[ARBEITSSCHRITTE]
**1.** Übersetze den Satz „Begreifen ist das Motto dieses Raums.“ aus dem folgenden Text über den Selbsttest im Ägyptischen Museum München ins Englische.
**2.** Ermittle, wie viele der folgenden Zeilen das Wort „green“ enthalten, und nenne nur die Zahl.

[GEGEBENER TEXT]
=-=-=
Blind Kunst „sehen“ – ein Selbsttest im Ägyptischen Museum München – Teil 2
„Wenn die Augen verbunden sind, sind die anderen Sinne viel schärfer!“, so Roxane Bicker, Ägyptologin und Museumspädagogin am Ägyptischen Museum München. Sie lässt sich auf meinen Selbsttest ein und führt mich durch den Raum „Ägypten (er)fassen“. Begreifen ist das Motto dieses Raums. Noch stark verunsichert im ersten Teil von „Blind Kunst sehen“ auf KULTUR – MUSEUM – TALK, fühle ich mich allmählich ein: Intensiv und anders als gewohnt erlebe ich Kunst. Eine Bereicherung! Warum?
=-=-=
[EINGABEZEILEN]
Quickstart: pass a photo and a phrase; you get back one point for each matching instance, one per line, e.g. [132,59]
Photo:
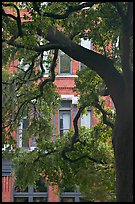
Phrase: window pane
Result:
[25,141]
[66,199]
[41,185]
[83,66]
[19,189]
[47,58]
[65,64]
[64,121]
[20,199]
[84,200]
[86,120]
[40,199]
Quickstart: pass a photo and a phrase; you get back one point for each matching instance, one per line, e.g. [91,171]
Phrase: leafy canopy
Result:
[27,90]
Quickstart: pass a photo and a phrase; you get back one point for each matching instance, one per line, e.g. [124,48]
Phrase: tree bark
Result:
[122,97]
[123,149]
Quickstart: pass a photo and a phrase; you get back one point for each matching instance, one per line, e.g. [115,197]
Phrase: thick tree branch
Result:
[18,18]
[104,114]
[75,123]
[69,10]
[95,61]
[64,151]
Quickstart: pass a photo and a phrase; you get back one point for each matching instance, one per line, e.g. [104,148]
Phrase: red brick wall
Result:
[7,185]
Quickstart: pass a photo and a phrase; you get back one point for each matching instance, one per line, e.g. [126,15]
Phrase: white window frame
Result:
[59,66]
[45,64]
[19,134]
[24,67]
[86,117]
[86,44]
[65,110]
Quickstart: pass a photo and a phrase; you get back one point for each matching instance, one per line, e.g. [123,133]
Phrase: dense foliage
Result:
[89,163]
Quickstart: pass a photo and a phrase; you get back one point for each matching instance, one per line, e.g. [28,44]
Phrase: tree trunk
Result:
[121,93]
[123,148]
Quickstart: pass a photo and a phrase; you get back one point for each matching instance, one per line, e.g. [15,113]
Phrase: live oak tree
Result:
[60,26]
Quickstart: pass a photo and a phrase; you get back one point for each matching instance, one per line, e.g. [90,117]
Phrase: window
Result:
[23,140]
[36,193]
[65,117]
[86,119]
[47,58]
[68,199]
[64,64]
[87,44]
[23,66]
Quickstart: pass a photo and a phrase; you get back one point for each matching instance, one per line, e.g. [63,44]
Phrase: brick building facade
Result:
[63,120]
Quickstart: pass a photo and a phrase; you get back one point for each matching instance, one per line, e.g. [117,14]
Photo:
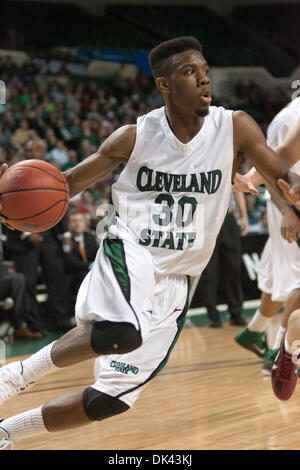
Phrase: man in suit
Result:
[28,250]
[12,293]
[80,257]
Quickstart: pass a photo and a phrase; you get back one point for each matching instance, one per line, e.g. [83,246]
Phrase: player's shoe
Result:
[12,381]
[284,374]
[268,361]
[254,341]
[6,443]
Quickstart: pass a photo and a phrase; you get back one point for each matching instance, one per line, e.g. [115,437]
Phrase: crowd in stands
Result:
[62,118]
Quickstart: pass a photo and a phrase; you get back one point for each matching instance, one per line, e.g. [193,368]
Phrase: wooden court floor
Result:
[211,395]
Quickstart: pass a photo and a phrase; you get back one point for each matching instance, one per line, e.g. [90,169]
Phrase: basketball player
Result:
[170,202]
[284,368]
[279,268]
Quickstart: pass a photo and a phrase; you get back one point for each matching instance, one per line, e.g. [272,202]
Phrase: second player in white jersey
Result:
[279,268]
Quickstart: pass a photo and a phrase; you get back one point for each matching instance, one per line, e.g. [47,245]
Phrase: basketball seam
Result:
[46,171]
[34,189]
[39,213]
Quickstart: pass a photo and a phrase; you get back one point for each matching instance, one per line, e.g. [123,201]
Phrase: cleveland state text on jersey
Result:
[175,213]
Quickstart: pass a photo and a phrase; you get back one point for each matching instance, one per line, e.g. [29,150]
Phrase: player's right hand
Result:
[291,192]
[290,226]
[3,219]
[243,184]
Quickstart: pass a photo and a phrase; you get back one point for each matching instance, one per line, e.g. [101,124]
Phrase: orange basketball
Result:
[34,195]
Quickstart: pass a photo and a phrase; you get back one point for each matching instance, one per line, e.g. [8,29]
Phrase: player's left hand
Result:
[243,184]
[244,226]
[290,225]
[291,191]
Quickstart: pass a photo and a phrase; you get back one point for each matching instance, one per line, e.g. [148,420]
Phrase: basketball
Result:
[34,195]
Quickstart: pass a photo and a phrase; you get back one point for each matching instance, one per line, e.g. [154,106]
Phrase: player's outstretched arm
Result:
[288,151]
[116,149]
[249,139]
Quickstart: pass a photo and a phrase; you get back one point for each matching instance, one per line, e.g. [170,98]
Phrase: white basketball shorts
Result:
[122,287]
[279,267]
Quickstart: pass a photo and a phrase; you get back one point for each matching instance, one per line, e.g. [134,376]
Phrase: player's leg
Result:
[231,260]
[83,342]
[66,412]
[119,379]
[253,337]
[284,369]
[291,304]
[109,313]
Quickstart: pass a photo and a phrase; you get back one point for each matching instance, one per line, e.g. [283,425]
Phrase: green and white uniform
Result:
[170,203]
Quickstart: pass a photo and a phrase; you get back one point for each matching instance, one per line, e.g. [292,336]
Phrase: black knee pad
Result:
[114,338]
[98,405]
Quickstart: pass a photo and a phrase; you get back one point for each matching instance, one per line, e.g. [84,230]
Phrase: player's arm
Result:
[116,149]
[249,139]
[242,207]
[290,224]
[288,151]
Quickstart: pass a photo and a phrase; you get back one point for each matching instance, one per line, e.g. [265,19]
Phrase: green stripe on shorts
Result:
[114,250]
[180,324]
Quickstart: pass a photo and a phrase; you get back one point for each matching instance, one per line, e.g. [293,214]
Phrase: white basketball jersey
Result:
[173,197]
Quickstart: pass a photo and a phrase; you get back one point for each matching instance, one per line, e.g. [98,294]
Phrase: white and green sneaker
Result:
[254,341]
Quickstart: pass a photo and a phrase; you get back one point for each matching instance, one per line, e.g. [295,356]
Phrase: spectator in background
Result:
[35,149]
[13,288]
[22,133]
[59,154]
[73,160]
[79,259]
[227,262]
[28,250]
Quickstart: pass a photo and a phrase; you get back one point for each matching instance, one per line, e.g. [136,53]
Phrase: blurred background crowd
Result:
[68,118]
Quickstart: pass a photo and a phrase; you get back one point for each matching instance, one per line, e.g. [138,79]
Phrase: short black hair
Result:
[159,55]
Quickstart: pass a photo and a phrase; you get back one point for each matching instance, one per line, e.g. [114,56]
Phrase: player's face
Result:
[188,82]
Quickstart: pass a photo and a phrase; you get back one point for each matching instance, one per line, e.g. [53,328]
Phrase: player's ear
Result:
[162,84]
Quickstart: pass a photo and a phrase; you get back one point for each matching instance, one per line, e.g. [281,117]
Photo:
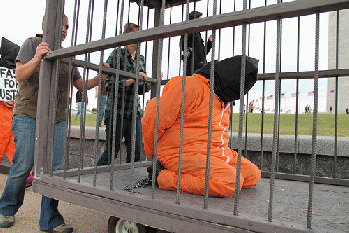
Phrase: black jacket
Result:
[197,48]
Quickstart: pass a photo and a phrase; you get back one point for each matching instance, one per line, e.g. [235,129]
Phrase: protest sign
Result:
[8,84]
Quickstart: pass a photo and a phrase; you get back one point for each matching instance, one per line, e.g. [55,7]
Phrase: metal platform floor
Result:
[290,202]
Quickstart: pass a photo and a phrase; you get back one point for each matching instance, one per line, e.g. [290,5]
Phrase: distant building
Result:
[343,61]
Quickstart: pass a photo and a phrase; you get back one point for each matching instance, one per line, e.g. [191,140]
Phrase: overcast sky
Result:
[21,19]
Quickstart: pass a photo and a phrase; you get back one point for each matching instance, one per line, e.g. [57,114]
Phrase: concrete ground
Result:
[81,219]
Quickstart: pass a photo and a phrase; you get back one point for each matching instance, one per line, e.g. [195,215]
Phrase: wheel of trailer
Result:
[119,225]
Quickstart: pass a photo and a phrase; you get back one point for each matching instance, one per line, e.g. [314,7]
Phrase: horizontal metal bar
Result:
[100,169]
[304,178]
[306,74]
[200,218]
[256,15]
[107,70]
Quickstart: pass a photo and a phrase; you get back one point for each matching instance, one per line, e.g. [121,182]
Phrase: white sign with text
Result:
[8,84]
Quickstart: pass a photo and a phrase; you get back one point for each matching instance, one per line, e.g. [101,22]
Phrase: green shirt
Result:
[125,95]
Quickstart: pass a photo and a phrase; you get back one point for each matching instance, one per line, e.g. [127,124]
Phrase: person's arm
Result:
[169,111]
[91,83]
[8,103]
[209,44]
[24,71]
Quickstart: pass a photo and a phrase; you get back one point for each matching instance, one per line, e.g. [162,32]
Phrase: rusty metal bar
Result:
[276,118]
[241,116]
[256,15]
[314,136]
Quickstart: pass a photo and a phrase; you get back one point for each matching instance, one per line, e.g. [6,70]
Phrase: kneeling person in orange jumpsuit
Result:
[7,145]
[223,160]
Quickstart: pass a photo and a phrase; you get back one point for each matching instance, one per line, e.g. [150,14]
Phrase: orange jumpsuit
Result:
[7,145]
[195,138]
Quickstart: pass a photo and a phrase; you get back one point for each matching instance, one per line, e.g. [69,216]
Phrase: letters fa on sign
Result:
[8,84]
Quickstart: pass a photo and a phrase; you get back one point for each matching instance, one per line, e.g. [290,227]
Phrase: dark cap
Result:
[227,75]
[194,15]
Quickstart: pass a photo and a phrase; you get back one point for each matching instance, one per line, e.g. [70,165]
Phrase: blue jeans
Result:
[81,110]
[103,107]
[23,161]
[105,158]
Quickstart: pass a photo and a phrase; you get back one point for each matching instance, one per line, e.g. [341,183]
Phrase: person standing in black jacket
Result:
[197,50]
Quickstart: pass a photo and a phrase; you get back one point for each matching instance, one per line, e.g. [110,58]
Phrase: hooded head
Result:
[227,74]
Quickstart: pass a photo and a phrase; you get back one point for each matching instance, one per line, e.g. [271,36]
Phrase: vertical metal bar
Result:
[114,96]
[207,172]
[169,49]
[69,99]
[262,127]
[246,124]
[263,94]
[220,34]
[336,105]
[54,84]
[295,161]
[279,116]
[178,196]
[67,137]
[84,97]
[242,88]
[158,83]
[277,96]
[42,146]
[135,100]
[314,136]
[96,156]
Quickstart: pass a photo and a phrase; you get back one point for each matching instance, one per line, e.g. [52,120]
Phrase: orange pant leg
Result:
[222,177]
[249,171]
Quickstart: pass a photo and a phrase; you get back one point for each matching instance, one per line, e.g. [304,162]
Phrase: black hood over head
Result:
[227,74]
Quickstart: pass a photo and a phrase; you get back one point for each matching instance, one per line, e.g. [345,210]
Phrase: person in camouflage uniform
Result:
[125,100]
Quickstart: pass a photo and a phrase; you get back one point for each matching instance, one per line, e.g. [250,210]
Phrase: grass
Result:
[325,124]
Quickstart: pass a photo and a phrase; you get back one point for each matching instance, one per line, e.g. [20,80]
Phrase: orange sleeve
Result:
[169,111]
=-=-=
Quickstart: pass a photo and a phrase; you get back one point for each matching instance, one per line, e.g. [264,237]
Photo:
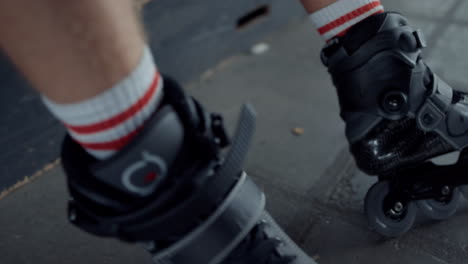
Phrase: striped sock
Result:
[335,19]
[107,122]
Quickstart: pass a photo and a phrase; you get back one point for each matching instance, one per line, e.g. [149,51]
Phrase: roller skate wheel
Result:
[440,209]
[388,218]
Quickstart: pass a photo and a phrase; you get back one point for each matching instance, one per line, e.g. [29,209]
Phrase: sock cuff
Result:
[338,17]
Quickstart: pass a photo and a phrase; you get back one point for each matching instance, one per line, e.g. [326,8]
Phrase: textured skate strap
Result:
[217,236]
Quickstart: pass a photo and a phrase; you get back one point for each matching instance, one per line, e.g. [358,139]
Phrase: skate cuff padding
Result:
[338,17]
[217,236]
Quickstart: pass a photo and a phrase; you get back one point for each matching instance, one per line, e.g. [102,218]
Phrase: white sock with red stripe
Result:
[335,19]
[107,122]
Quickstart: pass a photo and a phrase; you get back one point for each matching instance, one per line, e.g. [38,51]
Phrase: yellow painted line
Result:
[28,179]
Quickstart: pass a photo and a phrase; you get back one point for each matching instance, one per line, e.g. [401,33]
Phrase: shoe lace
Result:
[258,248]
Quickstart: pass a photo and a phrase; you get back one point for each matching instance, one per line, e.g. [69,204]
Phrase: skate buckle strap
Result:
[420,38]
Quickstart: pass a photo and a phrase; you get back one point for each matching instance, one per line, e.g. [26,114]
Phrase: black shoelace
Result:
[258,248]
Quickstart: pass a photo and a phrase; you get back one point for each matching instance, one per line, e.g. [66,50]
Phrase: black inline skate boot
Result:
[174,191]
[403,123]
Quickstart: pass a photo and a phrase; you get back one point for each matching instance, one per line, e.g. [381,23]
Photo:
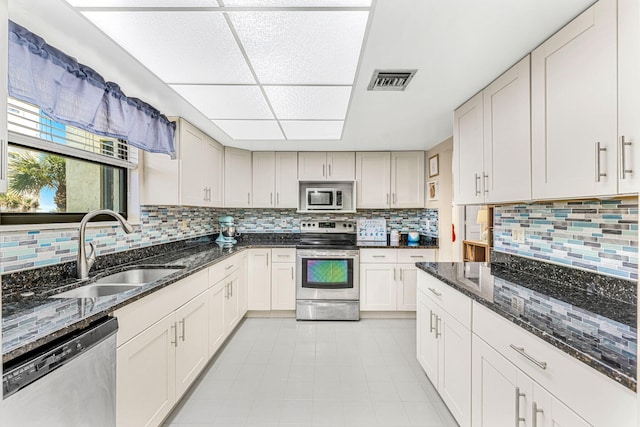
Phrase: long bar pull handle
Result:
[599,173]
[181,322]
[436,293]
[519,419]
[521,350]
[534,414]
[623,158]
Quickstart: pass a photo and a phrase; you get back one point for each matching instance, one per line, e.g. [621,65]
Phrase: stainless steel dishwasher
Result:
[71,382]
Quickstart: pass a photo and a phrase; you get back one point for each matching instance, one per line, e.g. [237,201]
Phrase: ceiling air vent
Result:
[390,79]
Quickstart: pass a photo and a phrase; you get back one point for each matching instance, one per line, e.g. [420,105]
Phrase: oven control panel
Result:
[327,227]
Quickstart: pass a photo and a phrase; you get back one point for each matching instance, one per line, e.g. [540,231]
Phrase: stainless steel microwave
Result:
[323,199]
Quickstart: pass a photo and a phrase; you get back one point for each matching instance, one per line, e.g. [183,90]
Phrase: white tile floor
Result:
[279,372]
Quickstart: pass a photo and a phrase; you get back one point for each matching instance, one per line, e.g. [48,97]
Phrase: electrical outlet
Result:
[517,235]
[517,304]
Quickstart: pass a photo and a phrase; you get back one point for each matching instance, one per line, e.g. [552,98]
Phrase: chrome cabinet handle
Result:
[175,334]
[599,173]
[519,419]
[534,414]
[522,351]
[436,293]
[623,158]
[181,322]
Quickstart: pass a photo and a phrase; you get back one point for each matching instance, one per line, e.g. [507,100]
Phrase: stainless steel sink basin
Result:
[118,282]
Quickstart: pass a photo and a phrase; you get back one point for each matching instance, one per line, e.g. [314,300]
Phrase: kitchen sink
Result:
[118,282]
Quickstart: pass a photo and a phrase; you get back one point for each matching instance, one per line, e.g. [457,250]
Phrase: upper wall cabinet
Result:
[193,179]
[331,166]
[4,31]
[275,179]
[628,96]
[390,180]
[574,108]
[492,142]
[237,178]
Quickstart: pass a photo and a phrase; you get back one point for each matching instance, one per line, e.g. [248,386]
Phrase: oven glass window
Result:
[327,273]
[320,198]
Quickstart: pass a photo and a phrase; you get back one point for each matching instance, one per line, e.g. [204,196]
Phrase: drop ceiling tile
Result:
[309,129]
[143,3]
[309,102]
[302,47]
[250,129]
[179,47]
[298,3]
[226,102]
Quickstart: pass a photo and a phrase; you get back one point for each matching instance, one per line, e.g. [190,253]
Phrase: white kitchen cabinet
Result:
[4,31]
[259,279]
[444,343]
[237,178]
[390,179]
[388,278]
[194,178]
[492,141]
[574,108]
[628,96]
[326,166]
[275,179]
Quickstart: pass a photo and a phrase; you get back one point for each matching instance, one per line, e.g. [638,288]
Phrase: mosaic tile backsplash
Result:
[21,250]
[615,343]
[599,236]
=-=-=
[LÖSUNGEN]
**1.** Grasping is the motto of this room.

**2.** 4